>> Start
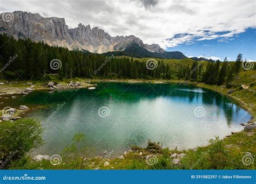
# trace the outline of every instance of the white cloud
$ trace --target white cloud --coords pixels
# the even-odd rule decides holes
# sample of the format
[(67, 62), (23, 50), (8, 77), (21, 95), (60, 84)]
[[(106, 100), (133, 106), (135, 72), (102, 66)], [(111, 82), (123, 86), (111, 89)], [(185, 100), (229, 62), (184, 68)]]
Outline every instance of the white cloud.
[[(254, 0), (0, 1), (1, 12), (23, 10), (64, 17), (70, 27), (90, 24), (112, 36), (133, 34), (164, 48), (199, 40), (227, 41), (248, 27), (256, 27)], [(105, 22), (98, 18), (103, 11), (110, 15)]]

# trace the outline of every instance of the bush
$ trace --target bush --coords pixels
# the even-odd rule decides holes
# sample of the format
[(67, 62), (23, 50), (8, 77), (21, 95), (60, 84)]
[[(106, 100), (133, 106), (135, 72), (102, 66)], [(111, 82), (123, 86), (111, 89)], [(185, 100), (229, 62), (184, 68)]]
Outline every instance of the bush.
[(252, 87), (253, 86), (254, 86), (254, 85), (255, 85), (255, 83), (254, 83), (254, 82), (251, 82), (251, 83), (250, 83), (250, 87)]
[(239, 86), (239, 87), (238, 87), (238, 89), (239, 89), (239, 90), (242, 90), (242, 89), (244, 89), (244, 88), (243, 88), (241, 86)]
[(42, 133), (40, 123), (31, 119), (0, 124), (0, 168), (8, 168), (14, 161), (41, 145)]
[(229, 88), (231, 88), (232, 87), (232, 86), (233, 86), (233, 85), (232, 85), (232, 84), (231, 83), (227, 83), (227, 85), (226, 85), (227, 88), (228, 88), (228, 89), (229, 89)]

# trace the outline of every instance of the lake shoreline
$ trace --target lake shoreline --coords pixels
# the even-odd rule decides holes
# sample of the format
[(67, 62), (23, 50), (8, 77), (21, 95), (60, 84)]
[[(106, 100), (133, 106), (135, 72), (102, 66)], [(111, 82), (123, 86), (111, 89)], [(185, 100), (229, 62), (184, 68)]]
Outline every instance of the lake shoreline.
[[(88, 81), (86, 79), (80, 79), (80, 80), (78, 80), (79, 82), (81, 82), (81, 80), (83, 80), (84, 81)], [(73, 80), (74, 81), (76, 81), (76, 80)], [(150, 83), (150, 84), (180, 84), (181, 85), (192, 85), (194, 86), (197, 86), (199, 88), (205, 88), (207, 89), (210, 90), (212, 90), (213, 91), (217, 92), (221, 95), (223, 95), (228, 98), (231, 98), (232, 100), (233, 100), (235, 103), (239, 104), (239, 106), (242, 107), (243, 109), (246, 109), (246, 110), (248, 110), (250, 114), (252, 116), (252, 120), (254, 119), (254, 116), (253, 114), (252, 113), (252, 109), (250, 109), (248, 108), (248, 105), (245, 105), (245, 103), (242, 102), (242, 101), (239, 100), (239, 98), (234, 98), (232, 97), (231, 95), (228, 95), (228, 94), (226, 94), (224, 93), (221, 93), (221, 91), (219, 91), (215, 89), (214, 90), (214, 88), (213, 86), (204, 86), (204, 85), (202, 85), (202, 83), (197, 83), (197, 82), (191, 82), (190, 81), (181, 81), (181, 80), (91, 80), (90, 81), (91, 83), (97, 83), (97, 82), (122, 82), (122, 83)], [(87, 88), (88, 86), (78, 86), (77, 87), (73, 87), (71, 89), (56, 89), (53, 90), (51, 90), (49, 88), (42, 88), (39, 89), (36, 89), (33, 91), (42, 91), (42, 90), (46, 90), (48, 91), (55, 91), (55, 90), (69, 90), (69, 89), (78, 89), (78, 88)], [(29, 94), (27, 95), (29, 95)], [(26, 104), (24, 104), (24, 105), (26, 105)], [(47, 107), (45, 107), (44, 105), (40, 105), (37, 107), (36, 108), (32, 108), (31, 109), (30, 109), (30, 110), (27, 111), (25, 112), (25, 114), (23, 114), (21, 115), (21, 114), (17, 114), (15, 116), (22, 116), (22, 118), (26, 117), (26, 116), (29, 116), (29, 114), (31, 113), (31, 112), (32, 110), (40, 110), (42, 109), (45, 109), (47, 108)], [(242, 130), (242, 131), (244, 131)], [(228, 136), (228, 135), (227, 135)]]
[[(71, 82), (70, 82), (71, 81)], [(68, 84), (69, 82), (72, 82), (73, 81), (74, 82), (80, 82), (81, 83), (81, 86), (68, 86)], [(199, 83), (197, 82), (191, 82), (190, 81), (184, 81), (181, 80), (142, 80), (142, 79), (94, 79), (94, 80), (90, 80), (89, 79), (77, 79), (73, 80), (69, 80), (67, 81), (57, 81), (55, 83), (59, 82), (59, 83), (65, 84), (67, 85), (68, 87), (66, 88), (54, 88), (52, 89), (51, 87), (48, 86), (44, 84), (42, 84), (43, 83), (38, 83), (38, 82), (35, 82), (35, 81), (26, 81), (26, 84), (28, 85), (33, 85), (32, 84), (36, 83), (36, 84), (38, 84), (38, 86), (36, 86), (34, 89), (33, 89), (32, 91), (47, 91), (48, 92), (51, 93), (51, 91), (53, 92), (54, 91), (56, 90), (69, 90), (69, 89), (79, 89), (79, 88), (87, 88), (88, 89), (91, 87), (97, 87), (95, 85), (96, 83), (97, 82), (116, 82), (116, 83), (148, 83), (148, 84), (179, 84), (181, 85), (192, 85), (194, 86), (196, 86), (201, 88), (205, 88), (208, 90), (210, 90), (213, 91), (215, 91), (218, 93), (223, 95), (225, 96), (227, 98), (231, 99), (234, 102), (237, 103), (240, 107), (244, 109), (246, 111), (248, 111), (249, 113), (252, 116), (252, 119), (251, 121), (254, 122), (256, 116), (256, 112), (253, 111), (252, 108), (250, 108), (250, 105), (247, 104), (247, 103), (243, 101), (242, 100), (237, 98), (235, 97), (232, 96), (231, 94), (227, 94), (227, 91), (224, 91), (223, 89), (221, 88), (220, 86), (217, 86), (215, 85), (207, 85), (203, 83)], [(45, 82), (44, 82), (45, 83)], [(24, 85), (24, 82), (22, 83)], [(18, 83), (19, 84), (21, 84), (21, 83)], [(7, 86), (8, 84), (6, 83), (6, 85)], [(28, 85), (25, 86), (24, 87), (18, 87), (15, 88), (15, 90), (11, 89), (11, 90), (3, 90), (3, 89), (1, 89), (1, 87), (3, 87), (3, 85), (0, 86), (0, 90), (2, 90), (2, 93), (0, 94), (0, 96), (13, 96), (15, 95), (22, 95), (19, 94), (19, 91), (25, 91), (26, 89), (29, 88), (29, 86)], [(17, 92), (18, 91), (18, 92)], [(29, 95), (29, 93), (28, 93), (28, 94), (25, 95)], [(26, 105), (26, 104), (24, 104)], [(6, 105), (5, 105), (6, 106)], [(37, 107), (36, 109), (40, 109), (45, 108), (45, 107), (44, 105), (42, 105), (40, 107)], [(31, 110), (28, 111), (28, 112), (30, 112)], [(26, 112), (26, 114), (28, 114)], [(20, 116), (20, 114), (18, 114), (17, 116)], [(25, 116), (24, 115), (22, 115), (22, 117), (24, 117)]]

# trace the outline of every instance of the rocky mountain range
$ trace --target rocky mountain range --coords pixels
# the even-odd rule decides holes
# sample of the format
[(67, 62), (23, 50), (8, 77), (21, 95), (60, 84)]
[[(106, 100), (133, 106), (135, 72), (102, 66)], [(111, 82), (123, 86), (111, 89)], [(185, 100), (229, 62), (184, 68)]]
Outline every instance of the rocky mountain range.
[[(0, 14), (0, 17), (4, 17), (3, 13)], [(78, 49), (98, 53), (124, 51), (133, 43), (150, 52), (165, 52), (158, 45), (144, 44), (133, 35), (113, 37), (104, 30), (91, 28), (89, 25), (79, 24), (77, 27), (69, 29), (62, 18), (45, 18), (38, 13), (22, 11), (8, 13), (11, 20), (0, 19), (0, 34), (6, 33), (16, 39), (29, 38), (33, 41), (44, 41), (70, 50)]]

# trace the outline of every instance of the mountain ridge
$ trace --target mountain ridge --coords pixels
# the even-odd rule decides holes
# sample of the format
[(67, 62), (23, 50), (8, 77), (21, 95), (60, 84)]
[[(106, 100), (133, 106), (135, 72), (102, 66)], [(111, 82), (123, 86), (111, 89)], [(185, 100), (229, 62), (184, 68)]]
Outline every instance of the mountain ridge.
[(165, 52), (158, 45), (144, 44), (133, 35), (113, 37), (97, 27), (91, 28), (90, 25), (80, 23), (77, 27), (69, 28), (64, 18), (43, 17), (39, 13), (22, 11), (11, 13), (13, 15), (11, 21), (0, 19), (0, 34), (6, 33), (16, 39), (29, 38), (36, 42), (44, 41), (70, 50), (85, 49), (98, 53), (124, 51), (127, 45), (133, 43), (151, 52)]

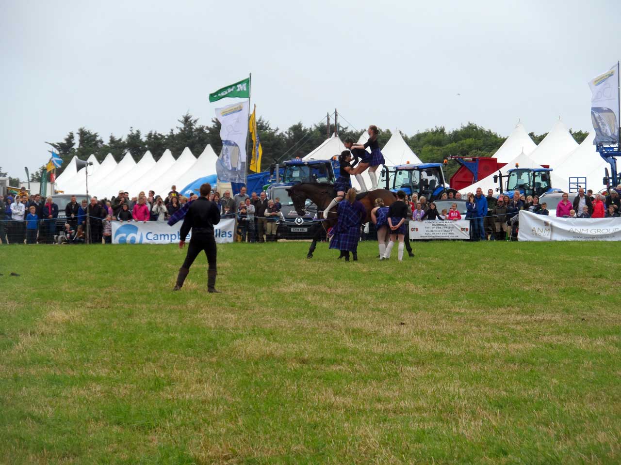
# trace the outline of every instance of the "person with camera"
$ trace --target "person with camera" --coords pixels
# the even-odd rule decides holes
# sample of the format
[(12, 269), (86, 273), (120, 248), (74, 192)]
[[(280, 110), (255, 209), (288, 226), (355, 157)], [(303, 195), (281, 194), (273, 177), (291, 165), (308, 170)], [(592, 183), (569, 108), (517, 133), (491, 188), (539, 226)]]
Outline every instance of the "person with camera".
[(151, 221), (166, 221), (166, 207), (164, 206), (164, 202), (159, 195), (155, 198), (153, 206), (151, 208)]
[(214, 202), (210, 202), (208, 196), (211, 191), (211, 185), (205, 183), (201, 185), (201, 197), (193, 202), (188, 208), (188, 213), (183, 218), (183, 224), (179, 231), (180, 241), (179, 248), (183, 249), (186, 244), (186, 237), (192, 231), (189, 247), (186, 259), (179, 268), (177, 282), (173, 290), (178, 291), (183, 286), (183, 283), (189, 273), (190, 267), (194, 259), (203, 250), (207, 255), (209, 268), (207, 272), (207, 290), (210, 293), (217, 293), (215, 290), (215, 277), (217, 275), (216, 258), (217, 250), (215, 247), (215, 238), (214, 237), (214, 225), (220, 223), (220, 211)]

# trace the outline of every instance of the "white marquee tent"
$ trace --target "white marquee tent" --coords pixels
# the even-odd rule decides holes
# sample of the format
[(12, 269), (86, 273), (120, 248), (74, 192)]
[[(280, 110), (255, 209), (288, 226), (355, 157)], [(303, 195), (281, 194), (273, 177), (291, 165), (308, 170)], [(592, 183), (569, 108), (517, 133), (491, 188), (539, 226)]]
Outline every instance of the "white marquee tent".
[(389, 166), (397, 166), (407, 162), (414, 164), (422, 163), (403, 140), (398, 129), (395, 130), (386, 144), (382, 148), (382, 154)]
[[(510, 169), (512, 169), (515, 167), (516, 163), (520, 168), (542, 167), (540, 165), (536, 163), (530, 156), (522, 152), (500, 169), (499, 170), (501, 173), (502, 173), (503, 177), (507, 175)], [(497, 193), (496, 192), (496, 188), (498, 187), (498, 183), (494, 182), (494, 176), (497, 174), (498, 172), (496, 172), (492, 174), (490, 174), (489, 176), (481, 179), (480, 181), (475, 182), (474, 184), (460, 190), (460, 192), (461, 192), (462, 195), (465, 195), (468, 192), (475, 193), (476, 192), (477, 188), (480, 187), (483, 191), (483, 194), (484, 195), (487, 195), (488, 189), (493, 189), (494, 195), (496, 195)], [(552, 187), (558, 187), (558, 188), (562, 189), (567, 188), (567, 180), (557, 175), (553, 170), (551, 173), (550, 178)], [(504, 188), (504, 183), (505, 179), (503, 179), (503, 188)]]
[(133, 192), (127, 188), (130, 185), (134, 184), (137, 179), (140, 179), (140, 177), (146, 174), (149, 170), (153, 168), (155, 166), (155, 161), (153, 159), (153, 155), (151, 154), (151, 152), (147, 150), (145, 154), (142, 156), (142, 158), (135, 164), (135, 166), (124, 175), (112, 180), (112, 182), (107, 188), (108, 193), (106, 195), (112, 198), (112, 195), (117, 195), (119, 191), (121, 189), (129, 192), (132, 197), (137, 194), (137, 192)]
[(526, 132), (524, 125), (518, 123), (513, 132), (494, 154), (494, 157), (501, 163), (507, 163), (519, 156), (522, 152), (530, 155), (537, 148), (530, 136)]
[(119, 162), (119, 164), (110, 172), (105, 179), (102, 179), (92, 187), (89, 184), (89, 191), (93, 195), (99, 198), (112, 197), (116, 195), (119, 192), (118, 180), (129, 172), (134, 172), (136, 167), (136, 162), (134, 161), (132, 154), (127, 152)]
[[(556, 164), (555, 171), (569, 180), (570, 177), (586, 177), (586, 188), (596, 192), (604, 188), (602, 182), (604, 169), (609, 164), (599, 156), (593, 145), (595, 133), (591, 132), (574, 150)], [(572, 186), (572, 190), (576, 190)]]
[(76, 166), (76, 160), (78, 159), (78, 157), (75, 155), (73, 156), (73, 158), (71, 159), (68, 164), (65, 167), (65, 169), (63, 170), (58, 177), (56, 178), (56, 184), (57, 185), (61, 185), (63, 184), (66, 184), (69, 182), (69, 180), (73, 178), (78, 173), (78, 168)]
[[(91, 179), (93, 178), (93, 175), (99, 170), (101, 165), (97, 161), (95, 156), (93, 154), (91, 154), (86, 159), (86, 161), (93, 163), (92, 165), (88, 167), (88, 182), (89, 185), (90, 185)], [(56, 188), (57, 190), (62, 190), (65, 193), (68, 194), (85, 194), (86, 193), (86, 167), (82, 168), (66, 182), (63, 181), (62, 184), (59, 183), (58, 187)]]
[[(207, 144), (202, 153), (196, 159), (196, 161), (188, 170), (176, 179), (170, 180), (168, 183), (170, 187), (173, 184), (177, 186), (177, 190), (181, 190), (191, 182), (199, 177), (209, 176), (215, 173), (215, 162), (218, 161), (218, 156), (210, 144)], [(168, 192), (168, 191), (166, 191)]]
>> End
**Written instruction:** Reproduce verbatim the lines between the one containing "# trace the outline of every instance of the lake" and the one containing "135), (227, 135)]]", inclusive.

**Exercise solution:**
# trace the outline of every instance of the lake shoreline
$ trace --target lake shoreline --coords pixels
# the even-odd rule decides holes
# sample of the format
[(67, 62), (23, 50), (8, 77), (21, 95), (60, 84)]
[[(106, 100), (133, 106), (135, 72), (102, 66)], [(111, 82), (123, 86), (111, 89)], [(185, 100), (229, 62), (184, 68)]]
Outline every instance of the lake shoreline.
[[(88, 81), (86, 79), (80, 79), (80, 80), (78, 80), (79, 82), (81, 82), (81, 80), (83, 80), (84, 81)], [(73, 80), (74, 81), (76, 81), (76, 80)], [(150, 83), (150, 84), (180, 84), (181, 85), (192, 85), (194, 86), (197, 86), (199, 88), (205, 88), (207, 89), (210, 90), (212, 90), (213, 91), (217, 92), (221, 95), (223, 95), (228, 98), (231, 98), (232, 100), (233, 100), (235, 103), (239, 104), (239, 106), (242, 107), (243, 109), (246, 109), (246, 110), (248, 110), (250, 114), (252, 116), (252, 120), (254, 119), (254, 116), (253, 114), (252, 113), (252, 109), (250, 109), (248, 108), (248, 105), (245, 105), (245, 103), (242, 102), (242, 101), (239, 100), (239, 98), (234, 98), (232, 97), (231, 95), (228, 95), (228, 94), (226, 94), (224, 93), (221, 93), (221, 91), (219, 91), (215, 89), (214, 90), (214, 88), (213, 86), (204, 86), (204, 85), (202, 85), (202, 83), (197, 83), (197, 82), (191, 82), (190, 81), (181, 81), (181, 80), (91, 80), (90, 81), (91, 83), (97, 83), (97, 82), (122, 82), (122, 83)], [(87, 88), (88, 86), (78, 86), (77, 87), (73, 87), (71, 89), (56, 89), (53, 90), (51, 90), (49, 88), (42, 88), (39, 89), (36, 89), (33, 91), (42, 91), (42, 90), (46, 90), (48, 91), (55, 91), (55, 90), (69, 90), (69, 89), (78, 89), (78, 88)], [(29, 94), (27, 95), (29, 95)], [(26, 104), (24, 104), (24, 105), (26, 105)], [(47, 107), (45, 107), (44, 105), (40, 105), (37, 107), (36, 108), (32, 108), (31, 109), (30, 109), (30, 110), (27, 111), (25, 112), (25, 114), (23, 114), (21, 115), (21, 114), (17, 114), (15, 116), (22, 116), (22, 118), (26, 117), (26, 116), (29, 116), (29, 114), (31, 113), (31, 112), (32, 110), (40, 110), (42, 109), (45, 109), (47, 108)], [(242, 130), (242, 131), (244, 131)], [(228, 136), (228, 135), (227, 135)]]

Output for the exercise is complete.